-------- Artikel --------
“Varen we nou naar west Fiji of toch eerst naar Savusavu?”, vraag ik Joost. We moeten voor vertrek met formulieren aankondigen dat we eraan komen. Op die formulieren geef je onder meer aan waar in Fiji je wilt inklaren. “Tja”, zegt Joost, “als ik het mag zeggen, dan gaan we eerst naar het westen.” In het westen zijn de werelberoemde surfspots van Fiji te vinden. Het is er alleen ook erg toeristisch en dat lijkt mij wat minder aantrekkelijk. Door onze plannen om dit seizoen nog naar Canada te varen, moeten we keuzes maken. Tijd om het hele land te zien, is er niet. “Oké, dan doen we dat en dan vertrekken we zodra jij echt lekker gesurft hebt”, antwoord ik.
Onstuimige overtocht
Na het bezoek van Lotje en Teun storten wij ons op de allerlaatste klussen. Half mei kunnen de trossen los voor een shake down sail. We laten Whangarei na vijf en een halve maand achter ons en varen naar de Bay of Islands. Daar ontdekken we dat Nieuw Zeeland ook vanaf het water prachtig is. Eindeloos kan je hier rondvaren, wandelen en wingfoilen, maar de tijd begint te dringen. Vanaf april is het cycloonseizoen officieel voorbij en daarnaast loopt begin juni ons visum af. Dat laatste zorgt ervoor dat we met een verre-van-ideaal weervenster uit Nieuw Zeeland besluiten te vertrekken. We varen terug naar het Minervarif. En zo rustig als de heenreis naar Nieuw Zeeland verliep, zo onstuimig is de tocht er vandaan. Gelukkig kunnen we eenmaal binnen het Minervarif even bijtanken. Drie dagen later doet zich al een goed weervenster voor om door te kunnen varen naar Fiji.





















Luid zingend en klappend staat een groepje Fijiërs op de meldsteiger ons op te wachten. Even vraag ik me nog af of dit echt voor ons, maar als ik om me heen kijk, zie ik dat wij de enige boot zijn die naar binnen varen. Licht ongemakkelijk van alle aandacht sta ik voorop met de landvast in mijn hand. Ik kijk naar achter en zie dat Joost ook verrast is. Terwijl we de landvasten aangooien, blijft de groep maar zingen. Eén van de vrouwen knoopt een bloemenkrans rond de reling met een vrolijk “Bula!”. En dan is het eindelijk onze beurt om te klappen. Wat een warm welkom!
--------
* [Opdrachten]:
- a) Kloppen de volgende uitspraken volgens het artikel? Antwoord per uitspraak met ja of nee en citeer letterlijk de woorden uit het artikel die de doorslag geven. (i) Joost wil eerst naar het westen van Fiji. (ii) De tocht vanuit Nieuw-Zeeland verliep rustig. (iii) Ze bleven vijf en een halve maand in Whangarei.
- b) Wanneer loopt volgens het artikel hun visum voor Nieuw-Zeeland af?
- c) Geef een vervolg op het artikel over de zeiltocht naar Fiji, aansluitend op de laatste zin.
De items zijn los materiaal en staan apart van het artikel.
-------- Aangeleverde items --------
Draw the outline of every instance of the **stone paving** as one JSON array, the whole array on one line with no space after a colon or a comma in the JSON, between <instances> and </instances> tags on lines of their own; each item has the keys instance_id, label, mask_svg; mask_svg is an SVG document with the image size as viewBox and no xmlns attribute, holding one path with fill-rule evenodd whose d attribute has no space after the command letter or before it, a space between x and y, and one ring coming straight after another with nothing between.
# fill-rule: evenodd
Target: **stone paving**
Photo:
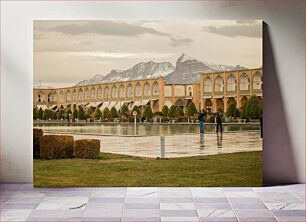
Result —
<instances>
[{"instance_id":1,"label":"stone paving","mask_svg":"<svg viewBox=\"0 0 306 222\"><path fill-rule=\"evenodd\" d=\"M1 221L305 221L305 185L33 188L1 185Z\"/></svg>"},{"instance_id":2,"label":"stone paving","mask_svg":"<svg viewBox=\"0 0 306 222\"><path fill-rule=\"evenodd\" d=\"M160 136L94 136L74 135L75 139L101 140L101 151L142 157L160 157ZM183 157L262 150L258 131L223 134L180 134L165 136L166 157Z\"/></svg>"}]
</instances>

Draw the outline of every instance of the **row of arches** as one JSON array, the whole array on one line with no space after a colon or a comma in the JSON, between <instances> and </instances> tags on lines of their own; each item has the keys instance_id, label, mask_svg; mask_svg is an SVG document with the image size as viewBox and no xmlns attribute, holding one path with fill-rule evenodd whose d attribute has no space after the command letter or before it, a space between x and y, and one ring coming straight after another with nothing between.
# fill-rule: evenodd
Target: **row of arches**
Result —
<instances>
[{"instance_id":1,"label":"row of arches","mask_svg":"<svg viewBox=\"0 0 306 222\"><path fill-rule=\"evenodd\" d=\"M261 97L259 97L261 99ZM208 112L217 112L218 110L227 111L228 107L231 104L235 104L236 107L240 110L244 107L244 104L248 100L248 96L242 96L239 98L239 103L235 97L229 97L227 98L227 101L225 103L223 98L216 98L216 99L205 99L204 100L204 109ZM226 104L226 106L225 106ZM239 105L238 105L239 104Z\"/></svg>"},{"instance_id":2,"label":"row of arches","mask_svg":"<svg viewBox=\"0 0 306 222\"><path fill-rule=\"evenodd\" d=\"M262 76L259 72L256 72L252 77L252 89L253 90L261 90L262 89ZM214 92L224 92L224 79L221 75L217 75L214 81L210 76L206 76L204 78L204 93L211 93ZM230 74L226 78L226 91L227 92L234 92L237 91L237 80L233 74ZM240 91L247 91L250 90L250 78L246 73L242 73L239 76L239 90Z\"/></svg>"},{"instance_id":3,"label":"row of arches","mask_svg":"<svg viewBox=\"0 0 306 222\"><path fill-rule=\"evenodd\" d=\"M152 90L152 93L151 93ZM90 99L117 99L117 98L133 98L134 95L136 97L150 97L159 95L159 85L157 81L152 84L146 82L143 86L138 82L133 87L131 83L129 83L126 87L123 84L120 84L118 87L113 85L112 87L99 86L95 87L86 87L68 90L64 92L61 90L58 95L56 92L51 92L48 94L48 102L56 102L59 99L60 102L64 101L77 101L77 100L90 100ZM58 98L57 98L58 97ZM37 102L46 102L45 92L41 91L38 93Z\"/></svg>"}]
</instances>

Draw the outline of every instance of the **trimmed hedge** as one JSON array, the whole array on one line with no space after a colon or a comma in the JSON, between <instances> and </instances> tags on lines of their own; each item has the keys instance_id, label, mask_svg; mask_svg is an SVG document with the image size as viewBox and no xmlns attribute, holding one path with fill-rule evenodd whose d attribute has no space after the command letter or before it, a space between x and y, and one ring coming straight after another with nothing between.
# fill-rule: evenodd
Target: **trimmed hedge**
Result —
--------
* [Antwoorden per opdracht]:
- a)
(i) Ja: "als ik het mag zeggen, dan gaan we eerst naar het westen."
(ii) Nee: "zo onstuimig is de tocht er vandaan"
(iii) Ja: "We laten Whangarei na vijf en een halve maand achter ons"

- b) Begin juni.

- c)
Cloud Break
Na een paar dagen vluchten we de marina uit. Het is er heerlijk: je krijgt er het gevoel alsof je in een resort bent, maar het is er windstil en daardoor stikheet en vol muggen. Niet mijn favoriet. We varen naar Musket Cove. Een bekende plek onder zeilers. Je kan er namelijk met alle windrichtingen beschut liggen, je kan er gratis ankeren én er is een zeilersvriendelijk resort met zelfs havenfaciliteiten. Eenmaal aangekomen varen we eindeloos rond op zoek naar een geschikte ankerplek. Veel boten liggen op zo’n 17 tot 20 meter diepte geankerd (!). Waar wij gewend zijn aan maximaal 10 of misschien 12 meter diepte, is dit dus even slikken. Uiteindelijk lukt het toch een plekje te vinden waar het iets minder diep is en dan kan de surfweek beginnen. Joost kan bijna dagelijks het water in. En als er bijna geen swell meer staat, waagt hij zich zelfs aan Cloud Break. Een wereldberoemde surfspot met normaal gesproken giga golven.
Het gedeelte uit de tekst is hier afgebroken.